Copy the passage from the commentary on Cameron and the Europe vote, starting at "But for several" and ending at "for the PM.".

Text to read:
§
Why Cameron called it right

Ignore today's headlines, the PM was right to take on his backbenchers over Europe.

Today's headlines are predictably terrible for David Cameron. "Bloody nose for Cameron", "80 Tories humble Cameron" and so on. Most of the left and the right, albeit for different reasons, believe that the Prime Minister blundered badly by imposing a three-line whip on Conservative backbenchers. Even if it is erroneous to compare last night's vote with the Maastricht rebellion, which was over government legislation, this was still the largest ever Conservative rebellion over Europe.

But for several reasons it was Cameron, not his critics, who called this one right. For a start, the likely consequence of allowing a free vote would have been an even larger rebellion. As John Rentoul noted yesterday, the number of rebels could have exceeded 120, a majority of Tory backbenchers. Today's headlines would have been even worse for the PM.
§
Entries supplied:
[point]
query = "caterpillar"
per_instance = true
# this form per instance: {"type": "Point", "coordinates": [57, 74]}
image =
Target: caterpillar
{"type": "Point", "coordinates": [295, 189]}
§
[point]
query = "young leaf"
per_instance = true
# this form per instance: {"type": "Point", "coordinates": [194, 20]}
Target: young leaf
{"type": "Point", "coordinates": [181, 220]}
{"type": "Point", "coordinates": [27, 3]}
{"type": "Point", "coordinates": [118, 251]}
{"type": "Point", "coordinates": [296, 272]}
§
Output of the task:
But for several reasons it was Cameron, not his critics, who called this one right. For a start, the likely consequence of allowing a free vote would have been an even larger rebellion. As John Rentoul noted yesterday, the number of rebels could have exceeded 120, a majority of Tory backbenchers. Today's headlines would have been even worse for the PM.